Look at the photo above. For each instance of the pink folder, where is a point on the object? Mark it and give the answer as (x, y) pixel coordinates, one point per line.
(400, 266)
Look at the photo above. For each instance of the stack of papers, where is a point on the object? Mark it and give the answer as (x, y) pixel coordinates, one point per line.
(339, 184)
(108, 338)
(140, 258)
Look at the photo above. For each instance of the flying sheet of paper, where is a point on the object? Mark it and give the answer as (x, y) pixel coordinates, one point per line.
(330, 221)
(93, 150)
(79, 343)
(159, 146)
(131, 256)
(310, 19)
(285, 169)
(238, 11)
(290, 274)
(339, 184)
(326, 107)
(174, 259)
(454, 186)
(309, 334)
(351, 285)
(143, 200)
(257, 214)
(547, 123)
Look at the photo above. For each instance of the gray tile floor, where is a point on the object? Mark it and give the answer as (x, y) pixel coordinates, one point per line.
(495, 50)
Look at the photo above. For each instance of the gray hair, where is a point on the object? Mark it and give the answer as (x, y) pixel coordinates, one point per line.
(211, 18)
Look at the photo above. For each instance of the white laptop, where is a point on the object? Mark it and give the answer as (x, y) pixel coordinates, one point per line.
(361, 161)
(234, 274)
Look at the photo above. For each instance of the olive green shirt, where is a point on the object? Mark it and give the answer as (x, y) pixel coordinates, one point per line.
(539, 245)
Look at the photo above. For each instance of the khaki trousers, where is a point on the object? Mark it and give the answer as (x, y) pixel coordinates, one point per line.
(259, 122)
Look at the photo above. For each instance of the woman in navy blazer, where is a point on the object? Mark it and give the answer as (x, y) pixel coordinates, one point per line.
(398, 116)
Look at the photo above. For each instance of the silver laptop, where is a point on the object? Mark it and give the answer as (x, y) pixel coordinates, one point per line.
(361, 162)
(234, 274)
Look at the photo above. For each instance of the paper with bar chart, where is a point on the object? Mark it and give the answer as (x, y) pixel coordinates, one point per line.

◆ ◆ ◆

- _OBJECTIVE_:
Only the lines from the one that contains "Look at the photo above. For each instance of the stack" through the last line should be repeated, each exactly as it stands, with both ends included.

- _FINISHED TASK_:
Look at the photo above. For each instance of the stack of papers, where is a point on the object? Mark it and give the answer as (x, y) pixel coordinates, one point per line.
(339, 184)
(108, 338)
(140, 258)
Look at the photo above. For each instance of the flying sheet of paper, where is a point on the object? Mark it and give the answer as (x, y) pixel coordinates, one point per line.
(330, 221)
(93, 150)
(79, 343)
(159, 146)
(131, 256)
(310, 19)
(285, 169)
(238, 11)
(290, 274)
(339, 184)
(326, 107)
(174, 259)
(454, 186)
(309, 334)
(351, 285)
(143, 200)
(257, 214)
(547, 123)
Look at the photo above. For each instance of the gray tile floor, where is a point on the object? Mark it and give the answer as (x, y) pixel coordinates, one point per line.
(495, 50)
Look at the photo above. For each instance of the gray hair, where is a point on the object? Mark it and give the answer as (x, y) pixel coordinates, one point per line.
(211, 18)
Look at the photo above. For each instance of the white laptop, where is a point on the object? Mark it and give the answer as (x, y) pixel coordinates, one point per line.
(361, 161)
(234, 274)
Look at the photo above. For each instance of the olive green shirt, where is a point on the object? Mark it and give the answer as (x, y) pixel coordinates, one point per line.
(539, 245)
Look at the photo above. For each instance of the khaki trousers, where is a point on the object? Mark it and give the answer as (x, y) pixel coordinates, one point per line.
(259, 122)
Look at the photo above. For each instance of the woman in navy blazer, where is a point on the object? Mark it and give the answer as (x, y) pixel coordinates, one point per line.
(398, 116)
Look at the photo above. For each instance of the silver laptop, where is a point on the object? Mark it and give the answer as (x, y) pixel coordinates, one point per line.
(361, 162)
(234, 274)
Look at the photo above. For each instance of the paper with bar chart, where is a point on the object? Mark it and give the answer as (x, y) pixel coordinates, one point per line.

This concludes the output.